COMPITI DA SVOLGERE:
• A. Indica se ciascuna affermazione concorda con il brano sulla musica giapponese, rispondendo sì o no e citando le parole decisive del brano: (i) lo shomyo è il canto buddista; (ii) il komagaku è originario dell'India e della Cina; (iii) Gagaku significa "musica elegante".
• B. Elenca tutti i paesi e le regioni, escluso il Giappone, nominati nel brano sulla musica giapponese.
• C. Rispondi in base al brano sulla musica giapponese:
(i) Da quale secolo esisteva in Giappone una prassi musicale secondo le testimonianze archeologiche?
(ii) Quali sono i due modi su cui si basa la musica classica giapponese?
(iii) Come si chiama la musica imperiale in Corea?

In base alle testimonianze archeologiche, esisteva nell’antico Giappone una prassi musicale dal III secolo a.C. I primi incontri con musiche straniere o continentali sono con quelle che provengono dalla Corea (435 d.C.) e con lo shomyo, il canto buddista. Durante il periodo Nara (710-748) si stabilizzano i fondamenti teorici, attraverso l’adattamento di pratiche religiose e cortigiane straniere e la prima elaborazione dell’alfabeto giapponese, sul modello di quello cinese.
L’insieme di pratiche della religione giapponese antica viene definita Shintoismo – da shin-to, “via degli dèi” – a partire dal VI secolo d.C. per distinguerlo dalla religione buddista, che iniziava all’epoca a infiltrarsi nella cultura religiosa locale fino a fondersi con essa, e dall’influenza di confucianesimo e del taoismo. Fino a quel momento conglomerato di credenze e di divinità locali (dèi della natura, spiriti dei defunti, per cui venivano compiuti riti per placarne le forze) senza nessuna tendenza unificatrice, è basata sull’adorazione di divinità che sono spiriti naturali o presenze spirituali (kami), guardiani di un luogo particolare, oppure specifico oggetto o elemento naturale.
La musica classica giapponese è basata su due modi: ryo e ritsu. La musica di corte è chiamata Gagaku (“musica elegante”), e presenta gli stessi caratteri utilizzati dalla musica imperiale in Cina (yen yueh) e in Corea (aak). I generi della musica giapponese sono classificabili secondo due criteri: le origini storiche o la prassi esecutiva.
In base alla classificazione per periodi abbiamo due generi principali: il togaku, originario dell’India e della Cina, e il komagaku, che proviene invece dalla Corea e dalla Manciuria. Essi restano, non ostante la presenza di repertori di altre regioni come il Sud Est asiatico, e di musiche autoctone, le due nozioni di base per ogni analisi del materiale e delle prassi esecutive.

DATI FORNITI:
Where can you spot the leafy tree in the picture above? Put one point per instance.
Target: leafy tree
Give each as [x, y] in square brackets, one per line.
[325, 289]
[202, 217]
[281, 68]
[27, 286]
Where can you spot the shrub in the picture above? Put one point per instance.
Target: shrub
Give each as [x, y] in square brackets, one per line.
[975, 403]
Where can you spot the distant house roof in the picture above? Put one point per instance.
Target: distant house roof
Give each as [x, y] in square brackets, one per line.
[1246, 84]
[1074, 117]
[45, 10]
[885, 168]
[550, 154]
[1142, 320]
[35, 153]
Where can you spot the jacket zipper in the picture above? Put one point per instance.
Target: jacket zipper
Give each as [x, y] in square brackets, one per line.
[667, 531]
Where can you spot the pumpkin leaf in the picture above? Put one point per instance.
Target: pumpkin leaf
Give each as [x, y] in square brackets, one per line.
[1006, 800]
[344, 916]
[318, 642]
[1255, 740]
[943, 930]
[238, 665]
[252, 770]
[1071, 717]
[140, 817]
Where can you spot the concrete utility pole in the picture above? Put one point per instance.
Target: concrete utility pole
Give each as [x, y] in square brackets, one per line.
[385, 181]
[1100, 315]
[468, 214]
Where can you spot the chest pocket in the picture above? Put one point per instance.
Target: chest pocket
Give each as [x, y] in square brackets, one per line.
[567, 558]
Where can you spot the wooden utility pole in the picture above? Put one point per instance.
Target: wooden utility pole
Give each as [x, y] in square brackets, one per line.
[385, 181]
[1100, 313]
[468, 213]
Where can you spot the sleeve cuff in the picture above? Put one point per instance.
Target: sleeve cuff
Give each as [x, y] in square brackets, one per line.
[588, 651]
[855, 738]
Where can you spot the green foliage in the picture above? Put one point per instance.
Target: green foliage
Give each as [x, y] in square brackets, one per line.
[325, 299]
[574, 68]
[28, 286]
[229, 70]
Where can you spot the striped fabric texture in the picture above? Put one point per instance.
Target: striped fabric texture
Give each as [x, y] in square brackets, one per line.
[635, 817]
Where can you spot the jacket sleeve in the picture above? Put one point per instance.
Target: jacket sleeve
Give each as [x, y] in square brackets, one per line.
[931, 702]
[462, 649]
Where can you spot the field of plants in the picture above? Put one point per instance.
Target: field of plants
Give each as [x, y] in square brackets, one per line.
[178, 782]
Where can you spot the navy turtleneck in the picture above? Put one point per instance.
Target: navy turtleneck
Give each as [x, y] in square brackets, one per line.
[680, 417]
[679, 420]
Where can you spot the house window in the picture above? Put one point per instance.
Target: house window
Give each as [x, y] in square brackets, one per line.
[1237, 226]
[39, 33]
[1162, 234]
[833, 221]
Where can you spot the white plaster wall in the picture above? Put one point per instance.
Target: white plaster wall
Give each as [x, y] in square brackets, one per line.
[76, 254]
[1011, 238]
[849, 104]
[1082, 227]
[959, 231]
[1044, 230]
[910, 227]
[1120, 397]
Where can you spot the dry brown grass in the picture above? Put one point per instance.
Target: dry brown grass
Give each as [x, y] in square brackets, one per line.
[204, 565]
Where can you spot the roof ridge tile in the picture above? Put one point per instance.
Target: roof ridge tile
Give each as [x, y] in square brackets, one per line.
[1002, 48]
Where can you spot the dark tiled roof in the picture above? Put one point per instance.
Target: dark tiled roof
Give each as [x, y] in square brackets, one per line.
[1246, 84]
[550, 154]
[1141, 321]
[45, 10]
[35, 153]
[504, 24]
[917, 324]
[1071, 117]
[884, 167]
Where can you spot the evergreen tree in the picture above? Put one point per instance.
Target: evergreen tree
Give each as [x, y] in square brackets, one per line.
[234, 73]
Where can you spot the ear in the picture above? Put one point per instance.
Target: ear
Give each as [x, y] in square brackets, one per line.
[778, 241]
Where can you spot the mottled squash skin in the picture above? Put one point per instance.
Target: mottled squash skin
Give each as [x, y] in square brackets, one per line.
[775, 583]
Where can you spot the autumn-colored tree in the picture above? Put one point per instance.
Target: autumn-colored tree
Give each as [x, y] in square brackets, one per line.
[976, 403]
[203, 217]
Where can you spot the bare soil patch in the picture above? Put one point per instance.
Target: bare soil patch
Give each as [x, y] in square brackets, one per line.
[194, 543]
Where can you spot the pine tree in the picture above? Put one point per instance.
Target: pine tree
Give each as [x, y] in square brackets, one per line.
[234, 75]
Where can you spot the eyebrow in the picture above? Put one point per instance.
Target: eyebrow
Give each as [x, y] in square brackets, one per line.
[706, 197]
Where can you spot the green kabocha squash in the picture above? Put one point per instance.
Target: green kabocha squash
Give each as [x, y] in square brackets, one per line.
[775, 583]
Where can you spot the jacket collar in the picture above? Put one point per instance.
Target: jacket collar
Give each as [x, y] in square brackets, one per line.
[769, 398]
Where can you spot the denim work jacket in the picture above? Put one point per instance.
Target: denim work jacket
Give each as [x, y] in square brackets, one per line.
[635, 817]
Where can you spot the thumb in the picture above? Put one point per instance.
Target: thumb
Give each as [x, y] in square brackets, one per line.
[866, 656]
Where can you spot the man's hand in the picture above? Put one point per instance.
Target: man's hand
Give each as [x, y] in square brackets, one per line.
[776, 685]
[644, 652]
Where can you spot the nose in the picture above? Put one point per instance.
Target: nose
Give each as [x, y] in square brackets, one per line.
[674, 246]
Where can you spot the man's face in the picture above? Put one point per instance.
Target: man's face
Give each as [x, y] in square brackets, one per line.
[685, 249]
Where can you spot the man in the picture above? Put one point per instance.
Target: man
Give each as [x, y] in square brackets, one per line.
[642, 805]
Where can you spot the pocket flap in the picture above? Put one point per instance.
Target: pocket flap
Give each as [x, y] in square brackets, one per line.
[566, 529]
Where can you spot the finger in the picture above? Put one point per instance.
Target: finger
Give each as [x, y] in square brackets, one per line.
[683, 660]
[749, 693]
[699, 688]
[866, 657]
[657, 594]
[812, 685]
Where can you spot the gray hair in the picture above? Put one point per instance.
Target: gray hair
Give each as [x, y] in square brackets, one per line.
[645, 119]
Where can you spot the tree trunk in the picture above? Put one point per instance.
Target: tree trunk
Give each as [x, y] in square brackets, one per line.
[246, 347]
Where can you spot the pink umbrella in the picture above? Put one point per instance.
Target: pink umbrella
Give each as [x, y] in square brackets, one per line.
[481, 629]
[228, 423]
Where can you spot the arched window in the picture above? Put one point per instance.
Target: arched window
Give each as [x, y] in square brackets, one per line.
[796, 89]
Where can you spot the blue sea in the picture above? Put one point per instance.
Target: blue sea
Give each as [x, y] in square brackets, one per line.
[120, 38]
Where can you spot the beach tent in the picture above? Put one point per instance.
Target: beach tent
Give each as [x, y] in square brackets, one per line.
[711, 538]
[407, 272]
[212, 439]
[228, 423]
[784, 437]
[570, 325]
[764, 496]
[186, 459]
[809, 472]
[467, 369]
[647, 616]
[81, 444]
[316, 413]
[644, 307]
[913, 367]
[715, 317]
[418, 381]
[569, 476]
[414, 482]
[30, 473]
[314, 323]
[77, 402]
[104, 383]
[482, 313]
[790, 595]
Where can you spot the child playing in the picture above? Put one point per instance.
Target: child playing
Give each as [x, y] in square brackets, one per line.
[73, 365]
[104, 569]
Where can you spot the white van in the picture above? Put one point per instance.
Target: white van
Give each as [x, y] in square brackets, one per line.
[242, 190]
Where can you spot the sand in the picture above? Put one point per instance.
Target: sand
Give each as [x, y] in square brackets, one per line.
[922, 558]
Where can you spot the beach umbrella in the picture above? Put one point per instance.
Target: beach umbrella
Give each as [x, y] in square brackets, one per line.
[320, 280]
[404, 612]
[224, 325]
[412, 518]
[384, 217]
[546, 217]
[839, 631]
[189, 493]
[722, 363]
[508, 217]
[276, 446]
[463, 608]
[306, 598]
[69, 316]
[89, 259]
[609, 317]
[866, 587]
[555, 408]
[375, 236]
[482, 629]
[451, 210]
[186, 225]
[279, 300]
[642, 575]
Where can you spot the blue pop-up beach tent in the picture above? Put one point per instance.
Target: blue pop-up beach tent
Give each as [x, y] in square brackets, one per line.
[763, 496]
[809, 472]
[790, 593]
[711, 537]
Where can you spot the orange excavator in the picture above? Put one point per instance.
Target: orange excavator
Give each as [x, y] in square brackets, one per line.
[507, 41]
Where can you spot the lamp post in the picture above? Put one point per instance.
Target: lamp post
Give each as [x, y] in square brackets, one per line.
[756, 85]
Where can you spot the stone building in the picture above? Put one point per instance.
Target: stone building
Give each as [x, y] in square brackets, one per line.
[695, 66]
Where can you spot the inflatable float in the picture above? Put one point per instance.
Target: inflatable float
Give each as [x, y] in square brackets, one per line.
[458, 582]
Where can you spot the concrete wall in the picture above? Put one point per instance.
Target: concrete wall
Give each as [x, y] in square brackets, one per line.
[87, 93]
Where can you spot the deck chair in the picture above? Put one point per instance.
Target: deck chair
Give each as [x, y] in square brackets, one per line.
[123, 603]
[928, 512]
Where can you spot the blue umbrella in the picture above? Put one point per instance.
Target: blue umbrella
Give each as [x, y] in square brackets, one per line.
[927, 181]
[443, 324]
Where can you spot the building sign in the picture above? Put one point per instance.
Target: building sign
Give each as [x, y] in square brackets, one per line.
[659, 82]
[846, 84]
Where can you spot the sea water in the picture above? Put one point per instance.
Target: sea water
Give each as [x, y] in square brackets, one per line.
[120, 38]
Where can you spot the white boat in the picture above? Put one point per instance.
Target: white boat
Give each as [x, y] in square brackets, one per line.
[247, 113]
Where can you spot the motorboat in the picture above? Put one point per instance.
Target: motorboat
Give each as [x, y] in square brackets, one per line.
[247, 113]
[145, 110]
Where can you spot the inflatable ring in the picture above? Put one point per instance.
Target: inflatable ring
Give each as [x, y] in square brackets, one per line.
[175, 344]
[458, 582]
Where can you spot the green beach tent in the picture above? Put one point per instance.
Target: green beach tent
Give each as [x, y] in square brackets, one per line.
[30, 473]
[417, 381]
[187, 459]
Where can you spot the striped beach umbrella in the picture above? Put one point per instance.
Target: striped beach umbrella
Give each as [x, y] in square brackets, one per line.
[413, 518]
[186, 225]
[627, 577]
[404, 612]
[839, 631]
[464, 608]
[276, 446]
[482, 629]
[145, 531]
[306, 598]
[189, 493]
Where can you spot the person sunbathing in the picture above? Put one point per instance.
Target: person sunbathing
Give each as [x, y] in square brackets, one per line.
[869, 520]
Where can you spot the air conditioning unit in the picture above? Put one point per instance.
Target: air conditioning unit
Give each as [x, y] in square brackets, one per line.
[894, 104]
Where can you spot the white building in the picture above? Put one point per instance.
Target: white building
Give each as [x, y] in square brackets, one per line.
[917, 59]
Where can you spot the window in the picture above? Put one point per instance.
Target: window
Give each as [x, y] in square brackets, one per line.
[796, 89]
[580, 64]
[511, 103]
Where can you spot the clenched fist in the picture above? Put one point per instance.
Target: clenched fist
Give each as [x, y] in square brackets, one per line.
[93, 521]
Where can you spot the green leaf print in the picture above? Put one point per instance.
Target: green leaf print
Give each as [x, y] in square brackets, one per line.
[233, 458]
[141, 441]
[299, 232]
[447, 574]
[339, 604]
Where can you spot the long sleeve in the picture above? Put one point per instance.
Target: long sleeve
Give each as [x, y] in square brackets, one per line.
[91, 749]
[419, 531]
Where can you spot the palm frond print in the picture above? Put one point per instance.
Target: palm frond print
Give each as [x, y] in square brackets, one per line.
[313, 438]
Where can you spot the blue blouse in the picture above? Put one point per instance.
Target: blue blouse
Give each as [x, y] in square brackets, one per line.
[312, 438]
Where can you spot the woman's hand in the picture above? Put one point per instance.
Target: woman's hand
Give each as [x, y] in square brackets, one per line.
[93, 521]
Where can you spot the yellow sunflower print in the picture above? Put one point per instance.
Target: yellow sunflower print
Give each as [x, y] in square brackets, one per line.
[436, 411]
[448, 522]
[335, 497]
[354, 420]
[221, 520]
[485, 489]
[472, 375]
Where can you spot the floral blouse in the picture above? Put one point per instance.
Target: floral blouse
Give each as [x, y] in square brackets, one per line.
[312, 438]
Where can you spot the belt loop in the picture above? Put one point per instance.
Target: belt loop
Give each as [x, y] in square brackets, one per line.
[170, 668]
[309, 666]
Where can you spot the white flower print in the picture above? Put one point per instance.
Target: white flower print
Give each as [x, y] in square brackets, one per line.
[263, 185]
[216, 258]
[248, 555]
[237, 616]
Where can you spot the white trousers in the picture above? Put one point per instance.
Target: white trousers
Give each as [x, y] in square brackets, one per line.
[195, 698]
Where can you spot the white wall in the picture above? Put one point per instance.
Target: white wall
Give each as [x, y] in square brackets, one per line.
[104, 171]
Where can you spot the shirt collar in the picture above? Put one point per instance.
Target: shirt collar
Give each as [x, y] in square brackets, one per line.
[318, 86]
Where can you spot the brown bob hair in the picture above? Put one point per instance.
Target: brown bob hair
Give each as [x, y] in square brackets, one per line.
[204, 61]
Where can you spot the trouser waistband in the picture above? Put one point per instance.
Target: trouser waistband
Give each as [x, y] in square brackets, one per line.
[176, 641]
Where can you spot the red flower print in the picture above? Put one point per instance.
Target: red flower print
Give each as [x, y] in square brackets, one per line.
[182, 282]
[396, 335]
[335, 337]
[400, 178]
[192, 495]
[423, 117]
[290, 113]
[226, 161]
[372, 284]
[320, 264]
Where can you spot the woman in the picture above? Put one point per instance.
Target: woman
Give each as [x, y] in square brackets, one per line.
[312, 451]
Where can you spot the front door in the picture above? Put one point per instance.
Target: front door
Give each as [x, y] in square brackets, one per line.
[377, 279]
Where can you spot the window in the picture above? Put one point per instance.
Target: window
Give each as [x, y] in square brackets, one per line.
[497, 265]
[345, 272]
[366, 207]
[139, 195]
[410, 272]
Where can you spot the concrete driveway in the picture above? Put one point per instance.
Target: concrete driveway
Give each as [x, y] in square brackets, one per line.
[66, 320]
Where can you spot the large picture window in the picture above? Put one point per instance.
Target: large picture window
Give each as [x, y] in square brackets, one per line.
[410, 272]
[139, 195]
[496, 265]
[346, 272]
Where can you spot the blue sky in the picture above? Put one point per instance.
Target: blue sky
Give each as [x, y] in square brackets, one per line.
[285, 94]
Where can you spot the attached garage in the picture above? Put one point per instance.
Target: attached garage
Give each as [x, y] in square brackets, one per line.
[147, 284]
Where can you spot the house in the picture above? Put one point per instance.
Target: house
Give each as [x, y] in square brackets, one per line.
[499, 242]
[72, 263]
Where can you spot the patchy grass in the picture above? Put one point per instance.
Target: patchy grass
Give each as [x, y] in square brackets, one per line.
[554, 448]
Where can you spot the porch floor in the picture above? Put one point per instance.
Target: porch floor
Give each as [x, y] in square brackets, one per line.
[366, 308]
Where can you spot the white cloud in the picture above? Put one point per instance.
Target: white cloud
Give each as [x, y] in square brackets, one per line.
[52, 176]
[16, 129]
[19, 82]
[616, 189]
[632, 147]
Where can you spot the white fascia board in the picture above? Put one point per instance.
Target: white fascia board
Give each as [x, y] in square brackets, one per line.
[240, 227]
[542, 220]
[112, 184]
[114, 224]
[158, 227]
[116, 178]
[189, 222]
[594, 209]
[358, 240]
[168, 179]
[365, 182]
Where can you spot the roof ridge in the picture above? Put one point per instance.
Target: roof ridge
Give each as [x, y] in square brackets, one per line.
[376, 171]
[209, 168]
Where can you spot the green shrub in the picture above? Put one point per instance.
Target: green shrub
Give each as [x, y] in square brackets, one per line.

RISPOSTE COMPLETE:
• A.
(i) Sì: "lo shomyo, il canto buddista".
(ii) No: "il komagaku, che proviene invece dalla Corea e dalla Manciuria".
(iii) Sì: "La musica di corte è chiamata Gagaku (“musica elegante”)".

• B.
Corea
Cina
India
Manciuria
Sud Est asiatico

• C.
(i) Dal III secolo a.C.
(ii) Ryo e ritsu.
(iii) Aak.